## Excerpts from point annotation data
+ + +

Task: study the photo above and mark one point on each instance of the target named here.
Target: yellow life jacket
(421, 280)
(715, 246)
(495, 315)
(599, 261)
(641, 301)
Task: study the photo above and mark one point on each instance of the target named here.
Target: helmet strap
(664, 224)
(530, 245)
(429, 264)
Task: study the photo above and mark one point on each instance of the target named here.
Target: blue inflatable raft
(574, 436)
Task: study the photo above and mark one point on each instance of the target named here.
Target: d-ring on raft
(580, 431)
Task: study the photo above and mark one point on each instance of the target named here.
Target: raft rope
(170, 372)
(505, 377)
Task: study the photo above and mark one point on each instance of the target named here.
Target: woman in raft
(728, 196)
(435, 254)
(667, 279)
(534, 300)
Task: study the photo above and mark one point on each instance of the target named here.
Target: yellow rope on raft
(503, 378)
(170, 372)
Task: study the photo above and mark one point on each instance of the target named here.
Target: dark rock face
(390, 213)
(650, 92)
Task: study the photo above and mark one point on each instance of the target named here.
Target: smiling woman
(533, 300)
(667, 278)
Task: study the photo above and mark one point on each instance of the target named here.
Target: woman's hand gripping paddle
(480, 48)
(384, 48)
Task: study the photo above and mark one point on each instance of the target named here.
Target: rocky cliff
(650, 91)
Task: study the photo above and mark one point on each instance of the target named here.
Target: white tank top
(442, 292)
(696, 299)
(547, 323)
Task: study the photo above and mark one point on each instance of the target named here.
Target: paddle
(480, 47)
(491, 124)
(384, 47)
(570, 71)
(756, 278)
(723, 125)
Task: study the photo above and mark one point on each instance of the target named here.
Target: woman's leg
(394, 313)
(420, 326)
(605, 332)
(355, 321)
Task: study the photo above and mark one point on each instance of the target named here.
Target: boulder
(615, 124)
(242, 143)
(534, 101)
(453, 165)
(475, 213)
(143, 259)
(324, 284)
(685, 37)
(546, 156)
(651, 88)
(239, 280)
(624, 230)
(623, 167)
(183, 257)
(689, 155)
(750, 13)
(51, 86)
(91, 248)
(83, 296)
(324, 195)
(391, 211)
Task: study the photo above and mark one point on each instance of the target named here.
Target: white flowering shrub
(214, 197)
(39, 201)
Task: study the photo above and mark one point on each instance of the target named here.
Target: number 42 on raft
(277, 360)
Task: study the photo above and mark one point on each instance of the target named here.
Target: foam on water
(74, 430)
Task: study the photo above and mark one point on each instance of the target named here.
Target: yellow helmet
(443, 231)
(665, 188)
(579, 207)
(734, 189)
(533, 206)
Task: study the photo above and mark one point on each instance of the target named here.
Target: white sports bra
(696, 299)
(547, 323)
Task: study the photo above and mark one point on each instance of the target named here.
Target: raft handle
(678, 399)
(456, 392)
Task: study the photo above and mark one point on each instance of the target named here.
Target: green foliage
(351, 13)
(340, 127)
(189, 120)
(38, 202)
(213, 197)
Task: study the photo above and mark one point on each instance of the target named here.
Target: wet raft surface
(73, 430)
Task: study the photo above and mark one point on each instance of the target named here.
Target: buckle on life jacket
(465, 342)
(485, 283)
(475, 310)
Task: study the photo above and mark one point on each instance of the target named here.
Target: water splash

+ + +

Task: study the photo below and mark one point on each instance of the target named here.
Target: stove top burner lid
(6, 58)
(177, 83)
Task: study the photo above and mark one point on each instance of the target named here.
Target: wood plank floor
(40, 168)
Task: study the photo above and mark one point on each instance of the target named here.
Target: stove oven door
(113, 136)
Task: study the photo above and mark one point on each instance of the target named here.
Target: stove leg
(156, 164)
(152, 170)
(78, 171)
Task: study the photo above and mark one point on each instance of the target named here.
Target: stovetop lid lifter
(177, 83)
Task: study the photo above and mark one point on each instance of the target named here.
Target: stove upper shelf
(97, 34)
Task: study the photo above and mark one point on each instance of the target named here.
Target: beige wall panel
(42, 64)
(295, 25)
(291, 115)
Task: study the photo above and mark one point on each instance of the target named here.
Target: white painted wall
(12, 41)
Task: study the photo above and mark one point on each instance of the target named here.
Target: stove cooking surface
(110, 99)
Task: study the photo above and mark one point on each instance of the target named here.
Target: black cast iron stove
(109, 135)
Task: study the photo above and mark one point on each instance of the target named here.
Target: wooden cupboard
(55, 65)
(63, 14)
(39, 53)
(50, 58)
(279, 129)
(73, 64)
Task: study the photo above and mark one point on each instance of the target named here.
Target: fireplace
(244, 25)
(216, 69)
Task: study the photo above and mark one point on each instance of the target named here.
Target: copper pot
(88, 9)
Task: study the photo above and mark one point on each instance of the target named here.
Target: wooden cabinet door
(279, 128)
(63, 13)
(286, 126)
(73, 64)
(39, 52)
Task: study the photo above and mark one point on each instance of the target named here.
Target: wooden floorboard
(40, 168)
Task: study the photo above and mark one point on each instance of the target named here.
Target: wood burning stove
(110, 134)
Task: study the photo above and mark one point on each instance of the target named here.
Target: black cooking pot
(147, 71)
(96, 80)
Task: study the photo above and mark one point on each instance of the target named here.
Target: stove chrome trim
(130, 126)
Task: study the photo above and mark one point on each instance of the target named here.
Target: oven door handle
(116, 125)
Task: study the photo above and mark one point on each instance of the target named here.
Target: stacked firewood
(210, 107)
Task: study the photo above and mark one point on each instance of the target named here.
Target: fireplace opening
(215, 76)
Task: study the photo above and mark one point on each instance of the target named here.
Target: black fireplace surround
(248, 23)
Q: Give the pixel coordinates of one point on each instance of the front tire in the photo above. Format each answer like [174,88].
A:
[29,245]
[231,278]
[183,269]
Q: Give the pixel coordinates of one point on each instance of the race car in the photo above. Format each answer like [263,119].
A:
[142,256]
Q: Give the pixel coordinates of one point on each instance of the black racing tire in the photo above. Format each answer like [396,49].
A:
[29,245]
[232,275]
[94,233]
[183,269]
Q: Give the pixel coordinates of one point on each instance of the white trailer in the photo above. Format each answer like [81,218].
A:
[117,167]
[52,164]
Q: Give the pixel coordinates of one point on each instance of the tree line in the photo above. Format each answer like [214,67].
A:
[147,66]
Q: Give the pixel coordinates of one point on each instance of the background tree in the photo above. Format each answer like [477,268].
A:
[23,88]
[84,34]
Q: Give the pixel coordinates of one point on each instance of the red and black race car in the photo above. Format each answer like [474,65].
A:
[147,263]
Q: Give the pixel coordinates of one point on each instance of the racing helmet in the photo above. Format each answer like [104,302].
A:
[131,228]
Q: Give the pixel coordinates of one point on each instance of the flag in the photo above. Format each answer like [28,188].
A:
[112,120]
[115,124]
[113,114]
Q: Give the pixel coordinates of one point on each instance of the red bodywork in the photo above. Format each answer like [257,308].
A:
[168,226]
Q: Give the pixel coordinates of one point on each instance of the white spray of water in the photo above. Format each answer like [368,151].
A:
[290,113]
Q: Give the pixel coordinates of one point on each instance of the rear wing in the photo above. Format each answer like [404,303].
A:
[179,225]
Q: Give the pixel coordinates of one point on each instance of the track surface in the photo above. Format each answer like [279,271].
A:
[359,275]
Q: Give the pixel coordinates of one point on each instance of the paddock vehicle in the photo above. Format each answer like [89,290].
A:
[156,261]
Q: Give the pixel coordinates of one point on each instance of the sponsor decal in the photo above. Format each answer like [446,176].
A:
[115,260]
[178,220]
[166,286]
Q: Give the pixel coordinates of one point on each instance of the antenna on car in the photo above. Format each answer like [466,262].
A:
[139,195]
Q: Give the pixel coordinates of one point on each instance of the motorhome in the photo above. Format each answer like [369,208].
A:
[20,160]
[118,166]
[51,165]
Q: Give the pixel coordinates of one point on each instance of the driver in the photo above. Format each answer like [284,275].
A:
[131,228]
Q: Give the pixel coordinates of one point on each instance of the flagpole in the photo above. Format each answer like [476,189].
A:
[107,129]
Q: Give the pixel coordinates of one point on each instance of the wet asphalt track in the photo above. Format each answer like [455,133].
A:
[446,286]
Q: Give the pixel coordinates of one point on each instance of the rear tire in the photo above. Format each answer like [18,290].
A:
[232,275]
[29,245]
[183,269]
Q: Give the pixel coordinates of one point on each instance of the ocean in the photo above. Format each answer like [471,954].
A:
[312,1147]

+ + +

## Directive
Report every line above that contains the string "rear", copying each one in full.

## Result of this exercise
Q: Give the pixel coordinates of one point on each instance of the rear wing in the photo above. Format each answer like [404,303].
Q: Give the pixel coordinates of one point on each instance of the rear tire in the photo above. Format each answer like [18,290].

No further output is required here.